- YOUR ASSIGNMENT:
A copy is needed of each line in the records that has the word "below".

- EXERCISE DATA:
»»

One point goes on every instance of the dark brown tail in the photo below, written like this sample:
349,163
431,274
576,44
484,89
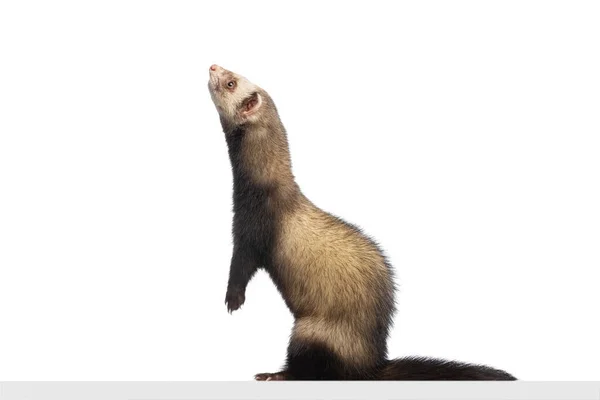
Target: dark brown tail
431,369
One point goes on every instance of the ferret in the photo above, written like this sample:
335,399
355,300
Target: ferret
335,280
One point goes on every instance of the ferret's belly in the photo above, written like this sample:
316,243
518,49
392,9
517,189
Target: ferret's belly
328,269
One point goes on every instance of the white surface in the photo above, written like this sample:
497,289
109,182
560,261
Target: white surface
463,136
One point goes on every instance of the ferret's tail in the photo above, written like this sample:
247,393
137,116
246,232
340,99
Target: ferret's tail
428,369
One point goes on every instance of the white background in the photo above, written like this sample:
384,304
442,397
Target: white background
463,136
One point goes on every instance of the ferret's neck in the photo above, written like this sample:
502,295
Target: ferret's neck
260,159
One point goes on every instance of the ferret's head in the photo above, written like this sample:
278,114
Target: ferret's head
238,100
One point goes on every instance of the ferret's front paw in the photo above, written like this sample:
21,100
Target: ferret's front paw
234,299
278,376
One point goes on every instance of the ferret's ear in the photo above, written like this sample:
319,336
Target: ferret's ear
251,105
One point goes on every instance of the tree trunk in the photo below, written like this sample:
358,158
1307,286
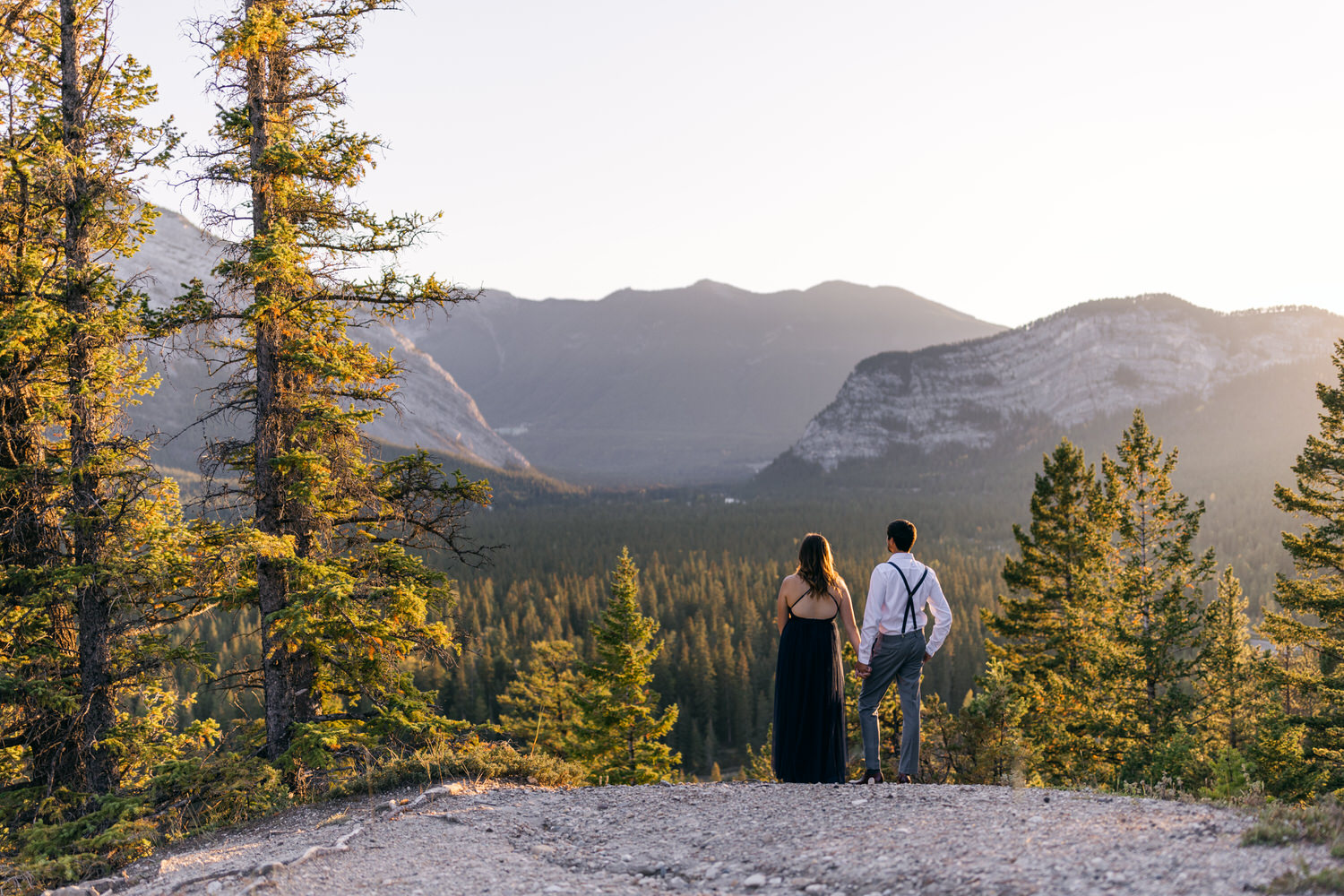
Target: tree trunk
91,595
288,676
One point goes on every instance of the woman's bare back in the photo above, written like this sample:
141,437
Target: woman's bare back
806,603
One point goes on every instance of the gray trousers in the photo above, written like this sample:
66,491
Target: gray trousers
894,659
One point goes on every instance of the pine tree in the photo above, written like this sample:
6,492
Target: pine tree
94,552
542,705
1158,591
1312,616
624,729
1053,634
343,603
1228,681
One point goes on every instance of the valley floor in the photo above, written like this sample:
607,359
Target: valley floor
766,840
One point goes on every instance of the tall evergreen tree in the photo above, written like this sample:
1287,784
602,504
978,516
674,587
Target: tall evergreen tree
1228,678
542,705
1311,621
343,603
94,551
624,729
1053,634
1159,584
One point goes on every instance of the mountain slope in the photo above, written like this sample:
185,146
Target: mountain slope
701,383
1054,375
435,411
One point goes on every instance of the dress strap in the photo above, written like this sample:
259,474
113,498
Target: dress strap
789,606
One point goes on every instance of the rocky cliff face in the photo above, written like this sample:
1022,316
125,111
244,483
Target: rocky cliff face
1081,365
435,413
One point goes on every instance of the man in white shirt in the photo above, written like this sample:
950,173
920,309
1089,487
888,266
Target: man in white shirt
892,646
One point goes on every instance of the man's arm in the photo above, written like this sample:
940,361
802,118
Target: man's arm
941,616
871,614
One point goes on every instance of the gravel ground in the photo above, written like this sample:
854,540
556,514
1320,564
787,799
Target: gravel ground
766,840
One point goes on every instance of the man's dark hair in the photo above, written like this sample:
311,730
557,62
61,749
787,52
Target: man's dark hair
903,533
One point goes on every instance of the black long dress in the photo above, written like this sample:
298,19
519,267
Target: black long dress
809,745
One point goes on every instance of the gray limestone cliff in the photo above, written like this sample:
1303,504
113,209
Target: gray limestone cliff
1077,366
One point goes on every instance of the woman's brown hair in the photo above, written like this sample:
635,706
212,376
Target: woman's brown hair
816,567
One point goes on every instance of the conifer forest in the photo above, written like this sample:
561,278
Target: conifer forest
317,614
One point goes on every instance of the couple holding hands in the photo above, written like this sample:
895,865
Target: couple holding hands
809,726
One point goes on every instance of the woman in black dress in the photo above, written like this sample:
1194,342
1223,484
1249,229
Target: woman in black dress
809,743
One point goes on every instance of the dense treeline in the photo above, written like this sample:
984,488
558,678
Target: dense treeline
717,616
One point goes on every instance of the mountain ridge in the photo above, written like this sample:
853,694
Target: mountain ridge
1062,371
691,384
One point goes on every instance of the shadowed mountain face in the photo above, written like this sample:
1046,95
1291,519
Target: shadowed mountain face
435,411
1090,363
704,383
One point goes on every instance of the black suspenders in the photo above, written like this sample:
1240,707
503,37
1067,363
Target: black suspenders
910,595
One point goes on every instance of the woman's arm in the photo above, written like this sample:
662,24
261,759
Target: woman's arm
851,629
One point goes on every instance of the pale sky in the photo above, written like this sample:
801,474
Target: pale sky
1005,159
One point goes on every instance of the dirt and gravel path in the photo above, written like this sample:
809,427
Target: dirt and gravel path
766,840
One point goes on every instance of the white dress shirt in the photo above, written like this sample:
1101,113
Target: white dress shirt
886,605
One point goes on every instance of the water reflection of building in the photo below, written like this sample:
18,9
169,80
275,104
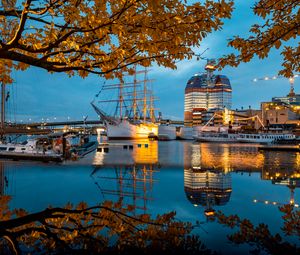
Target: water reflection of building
282,169
223,157
204,186
125,171
207,187
131,184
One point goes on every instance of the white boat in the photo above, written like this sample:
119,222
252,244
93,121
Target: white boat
222,137
166,132
186,133
128,122
264,137
125,129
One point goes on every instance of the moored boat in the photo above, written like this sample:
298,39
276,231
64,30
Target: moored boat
166,132
222,137
32,149
264,137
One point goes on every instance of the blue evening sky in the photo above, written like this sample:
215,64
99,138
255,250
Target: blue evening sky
37,94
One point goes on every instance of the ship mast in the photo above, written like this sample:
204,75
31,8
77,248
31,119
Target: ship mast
145,96
121,98
134,104
2,109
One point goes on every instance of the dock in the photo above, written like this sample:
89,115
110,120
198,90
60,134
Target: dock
279,148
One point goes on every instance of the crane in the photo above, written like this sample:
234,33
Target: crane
275,77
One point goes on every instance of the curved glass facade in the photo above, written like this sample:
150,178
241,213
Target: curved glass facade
207,93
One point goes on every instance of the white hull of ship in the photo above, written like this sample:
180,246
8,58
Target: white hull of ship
186,133
127,130
264,137
217,137
166,132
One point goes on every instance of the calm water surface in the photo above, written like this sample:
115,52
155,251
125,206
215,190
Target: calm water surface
158,177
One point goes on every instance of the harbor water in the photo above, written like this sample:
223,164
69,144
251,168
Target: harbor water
158,177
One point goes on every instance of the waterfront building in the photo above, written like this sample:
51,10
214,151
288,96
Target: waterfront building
279,113
206,92
291,99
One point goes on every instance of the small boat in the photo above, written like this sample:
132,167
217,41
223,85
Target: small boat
264,137
222,137
32,149
166,132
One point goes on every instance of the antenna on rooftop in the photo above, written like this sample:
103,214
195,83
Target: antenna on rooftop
275,77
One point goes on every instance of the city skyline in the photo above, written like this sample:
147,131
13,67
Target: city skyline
36,94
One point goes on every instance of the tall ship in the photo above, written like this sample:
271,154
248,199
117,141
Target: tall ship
133,110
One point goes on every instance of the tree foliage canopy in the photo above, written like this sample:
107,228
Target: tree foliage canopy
260,237
280,27
103,37
104,229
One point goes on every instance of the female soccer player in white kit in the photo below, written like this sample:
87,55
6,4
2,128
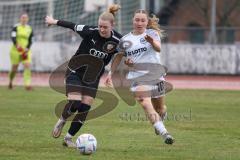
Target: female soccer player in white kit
142,46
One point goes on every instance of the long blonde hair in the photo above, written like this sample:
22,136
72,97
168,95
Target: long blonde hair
109,15
152,22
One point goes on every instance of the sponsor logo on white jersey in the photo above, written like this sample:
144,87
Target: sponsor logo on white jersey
98,54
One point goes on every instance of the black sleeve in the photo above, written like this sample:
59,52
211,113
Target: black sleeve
30,40
13,35
66,24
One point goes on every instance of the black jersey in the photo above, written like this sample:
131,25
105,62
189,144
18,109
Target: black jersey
93,44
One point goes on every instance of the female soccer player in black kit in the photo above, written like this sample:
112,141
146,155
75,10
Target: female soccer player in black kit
99,42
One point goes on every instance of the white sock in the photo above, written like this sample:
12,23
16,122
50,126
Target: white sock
159,126
68,135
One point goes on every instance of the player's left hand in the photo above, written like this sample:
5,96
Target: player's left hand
149,39
108,81
24,54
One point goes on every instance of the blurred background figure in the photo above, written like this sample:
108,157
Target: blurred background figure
20,52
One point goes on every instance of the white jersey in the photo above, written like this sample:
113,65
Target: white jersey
140,51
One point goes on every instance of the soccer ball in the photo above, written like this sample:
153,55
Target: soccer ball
86,144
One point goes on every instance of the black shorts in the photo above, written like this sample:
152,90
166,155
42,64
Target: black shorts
75,83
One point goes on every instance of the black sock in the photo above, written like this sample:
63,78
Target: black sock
70,108
79,119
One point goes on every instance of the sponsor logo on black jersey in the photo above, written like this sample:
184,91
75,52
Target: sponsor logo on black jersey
98,54
109,47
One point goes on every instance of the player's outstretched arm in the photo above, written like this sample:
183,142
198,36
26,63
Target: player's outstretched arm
51,21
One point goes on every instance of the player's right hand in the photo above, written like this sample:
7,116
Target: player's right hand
19,48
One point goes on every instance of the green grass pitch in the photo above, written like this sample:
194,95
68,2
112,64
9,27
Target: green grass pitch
205,124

««

- YOUR SOLUTION:
One point goes on every instance of the dark brown tail in the photo below, written like this sample:
One point goes on every instance of the tree trunk in the photo below, written like this sample:
One point goes on every instance of the water reflection of building in the photo below, written like this sample:
One point goes on every instance of the female soccer player in white kit in the photo below, written like this sample:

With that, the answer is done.